Reading passage section start

IndiGo, India’s largest carrier by fleet and domestic market share, has been propelled to the seventh spot worldwide by capacity according to the latest rankings from OAG. The airline wouldn’t have expected to be as big just yet, had it not been for COVID-19. The last year or two has seen IndiGo expand on international routes in a manner that no other airline from India has before.
As the airline declared a loss last week, the CEO was as candid as ever to explain that profitability would return when the airline scaled up to 100 percent of its capacity on the domestic front and was able to start international services.
IndiGo has 332 A320neo on order while the order for A321neo stands at 398 aircraft. Only 30 of the A321neos have been delivered. With capacity restrictions in place in terms of departures, the airline has been extensively deploying its A321neos and opting to bench the A320neo. Not only do they provide capacity, they also provide the long legs to offer charter flights to places — where the airline has not flown in the past — either as scheduled or as charter.
While the airline is in focus globally to have climbed the ranks in top airlines by capacity and for having accepted deliveries of the maximum number of A320 family aircraft in 2020, the next frontier is international. IndiGo has held slots at London Heathrow — the most coveted airport to operate in the world due to its slot restrictions — but has shied away from flying there due to prohibitive costs to induct a widebody and question marks over sustainability of widebody operations.

Reading passage section end
Provided records section start

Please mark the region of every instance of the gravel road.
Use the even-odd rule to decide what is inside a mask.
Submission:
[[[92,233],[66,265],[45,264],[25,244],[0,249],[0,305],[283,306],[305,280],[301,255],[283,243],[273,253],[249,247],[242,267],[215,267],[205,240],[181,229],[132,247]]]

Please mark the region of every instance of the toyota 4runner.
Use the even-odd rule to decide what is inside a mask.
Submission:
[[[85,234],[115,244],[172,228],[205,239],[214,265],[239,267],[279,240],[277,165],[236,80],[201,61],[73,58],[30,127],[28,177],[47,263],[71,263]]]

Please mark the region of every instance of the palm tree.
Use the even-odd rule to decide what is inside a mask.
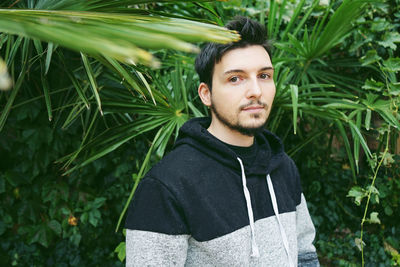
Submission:
[[[167,2],[174,1],[10,0],[0,4],[0,55],[15,81],[9,92],[0,93],[0,130],[13,108],[37,99],[44,100],[49,120],[63,129],[81,121],[81,145],[59,159],[65,174],[147,134],[152,142],[131,198],[152,163],[151,155],[161,157],[187,119],[206,114],[193,90],[193,57],[187,53],[198,48],[191,43],[237,40],[235,33],[217,26],[236,14],[258,17],[276,39],[277,95],[268,127],[283,137],[291,131],[301,137],[291,154],[328,132],[337,134],[356,179],[360,147],[372,161],[365,138],[371,118],[399,129],[394,112],[398,98],[371,97],[357,74],[360,70],[383,73],[380,78],[390,87],[398,82],[398,70],[388,68],[390,62],[374,69],[371,64],[379,59],[344,58],[338,47],[371,1],[320,5],[319,0],[300,0],[293,5],[271,0],[256,10],[248,1],[236,5]],[[299,120],[314,127],[299,127]]]

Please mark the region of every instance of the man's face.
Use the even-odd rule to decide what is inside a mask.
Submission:
[[[214,66],[210,96],[213,123],[254,135],[267,121],[275,91],[271,59],[262,46],[226,52]]]

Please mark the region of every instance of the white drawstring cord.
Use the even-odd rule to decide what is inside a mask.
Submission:
[[[251,230],[251,257],[260,257],[260,252],[258,251],[257,243],[256,243],[256,236],[255,236],[255,231],[254,231],[254,216],[253,216],[253,208],[251,207],[251,199],[250,199],[250,193],[249,190],[247,189],[246,186],[246,175],[244,173],[244,167],[242,160],[240,158],[237,158],[237,160],[240,163],[240,168],[242,170],[242,184],[243,184],[243,193],[244,193],[244,198],[246,199],[246,205],[247,205],[247,215],[249,216],[249,221],[250,221],[250,230]]]
[[[269,176],[269,174],[267,175],[267,183],[268,183],[269,195],[271,196],[272,207],[274,209],[275,216],[278,220],[279,230],[281,232],[281,237],[283,240],[283,246],[285,247],[285,251],[288,256],[289,266],[294,267],[292,258],[290,257],[290,252],[289,252],[289,242],[286,237],[285,229],[283,228],[281,220],[279,218],[278,203],[276,202],[274,186],[272,185],[271,176]]]

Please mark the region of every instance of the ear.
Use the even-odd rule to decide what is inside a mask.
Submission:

Provided records section end

→ Problem to solve: Reproduce the part of the IndiGo passage that opens with the words containing "As the airline" and closes with "or as charter.", substituting "ground" for "bench".

→ Output:
As the airline declared a loss last week, the CEO was as candid as ever to explain that profitability would return when the airline scaled up to 100 percent of its capacity on the domestic front and was able to start international services.
IndiGo has 332 A320neo on order while the order for A321neo stands at 398 aircraft. Only 30 of the A321neos have been delivered. With capacity restrictions in place in terms of departures, the airline has been extensively deploying its A321neos and opting to ground the A320neo. Not only do they provide capacity, they also provide the long legs to offer charter flights to places — where the airline has not flown in the past — either as scheduled or as charter.